Begin PAGE
[ale] g++ and c++: freeing unallocated space with delete

Irv Mullins irvm at ellijay.com
Wed Nov 6 11:14:37 EST 2002


On Wednesday 06 November 2002 10:32 am, John wrote:
> I have a program that manipulates various objects on the heap.  I recently
> added a bug (unintentionally) in one of my modifications in which the
> program tries to free unallocated space.  In other words, it calls delete
> on an string pointer that hasn't been pointed anywhere.
>
> The odd thing is, for a long time it worked just fine with no errors under
> gcc/g++ 2.96.  Recently, I had to downgrade for other reasons to 2.95 and
> started getting seg faults, which led me to the culprit.
>
> Why did this work before?  Do certain versions of gcc/g++ handle mistakes
> like this for you?  And, if so, is there any way to turn this behavior
> off, so that  no non-standard modifications are made?  I'd like this code
> to be as standards compliant and possible, and if there are errors on my
> part, I'd like to know about them.
End PAGE
Begin MATERIAL
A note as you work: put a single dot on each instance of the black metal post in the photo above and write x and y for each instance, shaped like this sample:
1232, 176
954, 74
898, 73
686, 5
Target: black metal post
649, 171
End MATERIAL
▶ **JOB 1**
In the mailing list post, which version of gcc/g++ did John have to downgrade to?
▶ **JOB 2**
Continue the mailing list post about freeing unallocated space with delete from the point where it stops.

▶ **FINAL RESULT 1**
2.95

▶ **FINAL RESULT 2**
The seg fault (trying to access unallocated space) won't always happen, 
because memory is not often allocated atomically (one byte at a time).
If the OS allocates memory to programs in blocks of ten, say, and you 
point to the first byte, then you might access 9 bytes past that point 
without a segfault, since those bytes "belong" to your process, even 
though they aren't initialized or used. On a different platform or different 
compiler, etc. etc..... ymmv.

At least I think it works that way.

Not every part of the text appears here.